Exercise goal |
The whole of the data is to be returned without a single change.

Records from a collection
+===+
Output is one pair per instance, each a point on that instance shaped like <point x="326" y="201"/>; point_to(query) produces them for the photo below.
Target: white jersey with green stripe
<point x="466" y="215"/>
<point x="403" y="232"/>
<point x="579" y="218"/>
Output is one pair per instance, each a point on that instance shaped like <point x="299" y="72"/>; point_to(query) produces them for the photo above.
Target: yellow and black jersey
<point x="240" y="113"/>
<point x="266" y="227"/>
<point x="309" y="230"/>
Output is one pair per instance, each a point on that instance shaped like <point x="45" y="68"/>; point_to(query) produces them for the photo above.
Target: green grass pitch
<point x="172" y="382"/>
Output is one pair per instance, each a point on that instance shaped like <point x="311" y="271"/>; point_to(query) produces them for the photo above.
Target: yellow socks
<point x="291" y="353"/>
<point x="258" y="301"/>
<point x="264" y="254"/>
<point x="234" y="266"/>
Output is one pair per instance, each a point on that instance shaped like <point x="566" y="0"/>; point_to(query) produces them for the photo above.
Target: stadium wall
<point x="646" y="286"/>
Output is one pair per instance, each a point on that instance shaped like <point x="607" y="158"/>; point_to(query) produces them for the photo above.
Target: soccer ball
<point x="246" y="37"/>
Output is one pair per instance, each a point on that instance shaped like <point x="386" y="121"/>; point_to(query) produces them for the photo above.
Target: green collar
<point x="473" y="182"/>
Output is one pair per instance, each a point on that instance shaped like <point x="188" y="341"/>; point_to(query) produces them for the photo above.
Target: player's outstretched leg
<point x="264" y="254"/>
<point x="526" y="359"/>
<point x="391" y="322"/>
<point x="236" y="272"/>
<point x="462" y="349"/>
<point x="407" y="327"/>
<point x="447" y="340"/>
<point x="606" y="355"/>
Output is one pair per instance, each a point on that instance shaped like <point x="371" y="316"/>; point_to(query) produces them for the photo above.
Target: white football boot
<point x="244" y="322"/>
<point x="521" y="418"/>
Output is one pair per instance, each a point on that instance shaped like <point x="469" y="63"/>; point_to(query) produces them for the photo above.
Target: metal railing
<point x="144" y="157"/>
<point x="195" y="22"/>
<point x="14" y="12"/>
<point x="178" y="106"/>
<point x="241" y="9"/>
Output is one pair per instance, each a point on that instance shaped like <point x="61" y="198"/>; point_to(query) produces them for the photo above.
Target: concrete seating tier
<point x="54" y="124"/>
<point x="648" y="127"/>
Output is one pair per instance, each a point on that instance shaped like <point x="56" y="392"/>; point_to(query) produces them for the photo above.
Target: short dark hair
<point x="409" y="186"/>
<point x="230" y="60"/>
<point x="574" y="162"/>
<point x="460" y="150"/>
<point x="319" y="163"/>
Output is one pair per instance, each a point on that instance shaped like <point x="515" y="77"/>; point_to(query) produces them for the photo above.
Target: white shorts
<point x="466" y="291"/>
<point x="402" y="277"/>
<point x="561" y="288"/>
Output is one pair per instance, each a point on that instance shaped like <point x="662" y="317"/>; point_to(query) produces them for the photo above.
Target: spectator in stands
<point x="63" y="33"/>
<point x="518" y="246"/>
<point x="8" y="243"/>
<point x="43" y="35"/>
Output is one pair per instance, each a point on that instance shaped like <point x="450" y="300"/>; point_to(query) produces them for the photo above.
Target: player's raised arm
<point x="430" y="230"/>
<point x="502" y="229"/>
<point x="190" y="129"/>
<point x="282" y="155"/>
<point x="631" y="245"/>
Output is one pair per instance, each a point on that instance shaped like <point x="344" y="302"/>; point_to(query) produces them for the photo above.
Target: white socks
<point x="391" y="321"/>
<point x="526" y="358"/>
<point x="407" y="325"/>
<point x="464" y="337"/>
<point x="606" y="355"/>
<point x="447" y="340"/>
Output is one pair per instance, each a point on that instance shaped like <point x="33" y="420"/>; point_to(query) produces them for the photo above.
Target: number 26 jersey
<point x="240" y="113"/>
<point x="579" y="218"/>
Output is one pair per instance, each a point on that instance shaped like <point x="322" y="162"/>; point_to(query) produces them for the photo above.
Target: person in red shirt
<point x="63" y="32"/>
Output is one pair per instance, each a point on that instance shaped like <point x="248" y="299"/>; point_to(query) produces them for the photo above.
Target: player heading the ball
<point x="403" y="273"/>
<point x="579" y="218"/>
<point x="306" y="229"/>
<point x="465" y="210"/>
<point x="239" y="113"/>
+===+
Exercise solution |
Output is one pair per instance, each a point on that instance shaped like <point x="326" y="201"/>; point_to(query) produces them for the photo below.
Target: white jersey with green stripe
<point x="466" y="215"/>
<point x="403" y="232"/>
<point x="579" y="218"/>
Output is one pair per instance, each a point on that instance shaped like <point x="299" y="72"/>; point_to(query) produces them for the photo above.
Target: yellow and black jersey
<point x="240" y="113"/>
<point x="266" y="227"/>
<point x="309" y="230"/>
Output is one pair per instance, each a point on that instance shaped like <point x="45" y="68"/>; point_to(query) produces them for the photo above.
Target: green grass pitch
<point x="172" y="382"/>
Output is one pair per instance, each a point on that instance shaped like <point x="311" y="271"/>; point_to(query) produces them for the photo above.
Target: yellow socks
<point x="291" y="353"/>
<point x="258" y="301"/>
<point x="264" y="254"/>
<point x="234" y="266"/>
Output is one pair per instance, each a point on that instance shaped like <point x="566" y="0"/>; point_to(query) produces them for the photo above.
Target: stadium wall
<point x="646" y="286"/>
Output is one pair per instance, each a point on that instance shaped like <point x="607" y="158"/>; point_to(query) produces them for the photo above.
Target: soccer ball
<point x="246" y="37"/>
Output is one pair per instance, each a point on that instance shaped like <point x="386" y="121"/>; point_to(query) produces them for the photo above.
Target: green collar
<point x="473" y="182"/>
Output is one pair per instance, each a point on that instance shaped like <point x="188" y="341"/>; point_to(query) produces them for the photo above.
Target: player's outstretched leg
<point x="264" y="254"/>
<point x="526" y="359"/>
<point x="391" y="322"/>
<point x="236" y="272"/>
<point x="462" y="349"/>
<point x="407" y="327"/>
<point x="447" y="340"/>
<point x="606" y="355"/>
Output is one pair per instance, each a point on that instance shaped like <point x="371" y="316"/>; point_to(query) produces them for the photo above.
Target: white football boot
<point x="244" y="322"/>
<point x="521" y="418"/>
Output is one pair per instance, each a point on that instance shaped like <point x="469" y="63"/>; point_to(query) produces them for the photo above.
Target: metal railing
<point x="144" y="157"/>
<point x="195" y="22"/>
<point x="14" y="12"/>
<point x="178" y="106"/>
<point x="241" y="9"/>
Output is one pair per instance, each a point on that instance shaped like <point x="61" y="198"/>; point_to(query) produces them for the photo above.
Target: concrete seating tier
<point x="54" y="124"/>
<point x="648" y="127"/>
Output is one pair per instance, each a point on that instance shaped like <point x="56" y="392"/>; point_to(query) produces them for the photo above.
Target: short dark hair
<point x="409" y="186"/>
<point x="230" y="60"/>
<point x="574" y="162"/>
<point x="460" y="150"/>
<point x="319" y="163"/>
Output is one pair per instance, each a point on that instance shaped like <point x="515" y="77"/>; point_to(query) produces them for the photo above.
Target: white shorts
<point x="466" y="291"/>
<point x="402" y="277"/>
<point x="561" y="288"/>
Output is one pair per instance, each a point on that instance shaped like <point x="662" y="317"/>; point_to(query) produces them for the photo above.
Target: spectator in stands
<point x="63" y="33"/>
<point x="518" y="246"/>
<point x="8" y="243"/>
<point x="43" y="35"/>
Output is one pair per instance, each a point on that instance shaped like <point x="450" y="300"/>; point_to(query) produces them for the photo above.
Target: player's raised arm
<point x="430" y="230"/>
<point x="502" y="229"/>
<point x="190" y="129"/>
<point x="282" y="155"/>
<point x="631" y="245"/>
Output is one pair per instance, each a point on that instance shaped like <point x="344" y="302"/>; point_to(query) produces them for the photo above.
Target: white socks
<point x="391" y="321"/>
<point x="526" y="358"/>
<point x="407" y="325"/>
<point x="464" y="337"/>
<point x="606" y="355"/>
<point x="447" y="340"/>
Output is one pair per instance, each a point on that instance shaped like <point x="33" y="420"/>; point_to(query) produces them for the photo above.
Target: number 26 jersey
<point x="240" y="113"/>
<point x="579" y="218"/>
Output is one pair per instance, each a point on that instance shaped like <point x="322" y="162"/>; point_to(query) produces them for the photo above.
Target: person in red shirt
<point x="63" y="32"/>
Output is one pair per instance, each a point on that instance shaped like <point x="248" y="299"/>; point_to(query) produces them for the photo above.
Target: player heading the ball
<point x="403" y="273"/>
<point x="579" y="218"/>
<point x="306" y="229"/>
<point x="465" y="210"/>
<point x="239" y="113"/>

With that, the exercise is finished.